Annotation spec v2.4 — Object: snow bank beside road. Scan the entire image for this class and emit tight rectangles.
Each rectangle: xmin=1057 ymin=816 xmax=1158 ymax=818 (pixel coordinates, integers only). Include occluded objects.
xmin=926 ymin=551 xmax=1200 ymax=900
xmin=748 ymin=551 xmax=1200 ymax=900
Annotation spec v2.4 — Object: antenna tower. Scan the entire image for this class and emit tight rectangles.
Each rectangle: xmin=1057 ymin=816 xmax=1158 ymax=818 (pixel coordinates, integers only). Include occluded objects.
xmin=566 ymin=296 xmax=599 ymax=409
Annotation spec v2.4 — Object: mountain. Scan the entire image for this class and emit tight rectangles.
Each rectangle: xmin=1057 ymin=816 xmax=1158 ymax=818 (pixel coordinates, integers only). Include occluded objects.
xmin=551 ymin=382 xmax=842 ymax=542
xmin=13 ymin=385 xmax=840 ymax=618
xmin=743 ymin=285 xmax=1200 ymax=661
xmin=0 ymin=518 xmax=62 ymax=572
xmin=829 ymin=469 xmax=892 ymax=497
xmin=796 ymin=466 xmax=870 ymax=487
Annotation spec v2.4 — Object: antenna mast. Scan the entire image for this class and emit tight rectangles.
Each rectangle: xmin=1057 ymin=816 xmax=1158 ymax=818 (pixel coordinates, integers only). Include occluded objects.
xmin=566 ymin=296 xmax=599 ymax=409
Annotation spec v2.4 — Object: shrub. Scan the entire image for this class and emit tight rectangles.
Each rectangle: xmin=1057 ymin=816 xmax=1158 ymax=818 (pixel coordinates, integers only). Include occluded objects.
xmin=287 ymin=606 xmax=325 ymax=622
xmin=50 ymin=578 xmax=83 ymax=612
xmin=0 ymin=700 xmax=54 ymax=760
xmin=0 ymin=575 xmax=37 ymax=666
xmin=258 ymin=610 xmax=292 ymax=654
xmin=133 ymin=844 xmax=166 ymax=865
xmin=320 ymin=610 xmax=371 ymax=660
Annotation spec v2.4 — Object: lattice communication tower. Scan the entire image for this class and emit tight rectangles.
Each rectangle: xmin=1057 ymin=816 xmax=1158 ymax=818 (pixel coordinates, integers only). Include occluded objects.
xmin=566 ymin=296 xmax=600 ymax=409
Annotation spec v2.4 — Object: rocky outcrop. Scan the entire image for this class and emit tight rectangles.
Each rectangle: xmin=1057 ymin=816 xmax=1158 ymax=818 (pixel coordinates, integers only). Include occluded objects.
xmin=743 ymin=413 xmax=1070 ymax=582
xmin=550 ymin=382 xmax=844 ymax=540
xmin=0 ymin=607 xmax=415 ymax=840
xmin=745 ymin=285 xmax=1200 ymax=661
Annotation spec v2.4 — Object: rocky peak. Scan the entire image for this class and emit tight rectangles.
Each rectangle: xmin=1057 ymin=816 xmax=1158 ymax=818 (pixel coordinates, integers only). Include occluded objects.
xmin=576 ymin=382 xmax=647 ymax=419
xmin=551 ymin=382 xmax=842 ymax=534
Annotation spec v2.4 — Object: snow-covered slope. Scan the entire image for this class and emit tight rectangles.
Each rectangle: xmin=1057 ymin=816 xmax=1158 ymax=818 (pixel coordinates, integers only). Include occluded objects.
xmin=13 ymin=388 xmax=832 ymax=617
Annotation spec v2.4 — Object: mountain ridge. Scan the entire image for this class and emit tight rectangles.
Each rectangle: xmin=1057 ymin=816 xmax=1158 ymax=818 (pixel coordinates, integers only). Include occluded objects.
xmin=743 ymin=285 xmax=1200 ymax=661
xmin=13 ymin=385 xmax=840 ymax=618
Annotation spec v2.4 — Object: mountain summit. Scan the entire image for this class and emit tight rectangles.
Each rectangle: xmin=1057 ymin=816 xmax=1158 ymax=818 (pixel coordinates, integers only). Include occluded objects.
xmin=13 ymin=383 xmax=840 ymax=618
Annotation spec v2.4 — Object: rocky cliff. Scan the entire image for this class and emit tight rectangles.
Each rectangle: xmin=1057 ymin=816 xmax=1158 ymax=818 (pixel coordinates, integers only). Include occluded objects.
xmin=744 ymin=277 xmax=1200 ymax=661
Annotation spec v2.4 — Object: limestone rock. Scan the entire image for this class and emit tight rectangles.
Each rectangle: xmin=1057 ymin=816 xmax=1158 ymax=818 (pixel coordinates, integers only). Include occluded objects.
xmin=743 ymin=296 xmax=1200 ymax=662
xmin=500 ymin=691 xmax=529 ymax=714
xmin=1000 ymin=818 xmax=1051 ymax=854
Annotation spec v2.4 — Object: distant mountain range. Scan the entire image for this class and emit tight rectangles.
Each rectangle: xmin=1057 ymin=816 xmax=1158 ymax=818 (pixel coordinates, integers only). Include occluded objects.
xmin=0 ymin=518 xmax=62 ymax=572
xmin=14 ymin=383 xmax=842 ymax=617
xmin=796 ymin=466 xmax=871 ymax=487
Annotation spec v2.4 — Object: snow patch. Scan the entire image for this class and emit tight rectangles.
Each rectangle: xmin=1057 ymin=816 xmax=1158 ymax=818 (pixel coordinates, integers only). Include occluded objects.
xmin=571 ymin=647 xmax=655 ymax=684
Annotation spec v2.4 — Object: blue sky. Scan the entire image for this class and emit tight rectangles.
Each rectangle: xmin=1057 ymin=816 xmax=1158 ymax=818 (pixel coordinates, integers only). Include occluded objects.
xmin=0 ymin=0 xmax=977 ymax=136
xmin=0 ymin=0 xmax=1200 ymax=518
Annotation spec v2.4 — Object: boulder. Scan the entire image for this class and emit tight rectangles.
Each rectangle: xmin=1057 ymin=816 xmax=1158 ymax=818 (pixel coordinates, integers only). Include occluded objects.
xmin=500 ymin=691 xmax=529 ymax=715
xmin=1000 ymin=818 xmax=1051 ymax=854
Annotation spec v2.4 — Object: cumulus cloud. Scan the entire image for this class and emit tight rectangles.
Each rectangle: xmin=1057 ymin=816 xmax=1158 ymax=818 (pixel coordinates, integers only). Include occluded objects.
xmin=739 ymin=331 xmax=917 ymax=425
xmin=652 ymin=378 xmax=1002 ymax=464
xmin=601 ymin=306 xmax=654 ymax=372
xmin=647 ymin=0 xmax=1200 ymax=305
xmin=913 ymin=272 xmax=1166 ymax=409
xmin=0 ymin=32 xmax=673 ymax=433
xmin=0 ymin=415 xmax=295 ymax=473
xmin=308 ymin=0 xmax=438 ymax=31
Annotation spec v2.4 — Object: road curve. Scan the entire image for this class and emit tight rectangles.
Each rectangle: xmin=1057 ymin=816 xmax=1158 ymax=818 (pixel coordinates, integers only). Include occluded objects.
──────────────────────────────
What is expected: Convert the stretch of records above from the line containing "Annotation spec v2.4 — Object: mountain summit." through the line containing "xmin=13 ymin=383 xmax=840 ymax=618" into a two-column CSV with the header spec,boxes. Give one row per record, with its text under spec and its answer under boxes, each in a single quoted field with line breaks replaced by spaces.

Finished exercise:
spec,boxes
"Annotation spec v2.4 — Object: mountain summit. Scan the entire image for this class and emit tight rectangles. Each rectangle: xmin=1057 ymin=816 xmax=1158 ymax=818 (pixel coordinates, integers only). Include occluded objects.","xmin=13 ymin=383 xmax=840 ymax=618"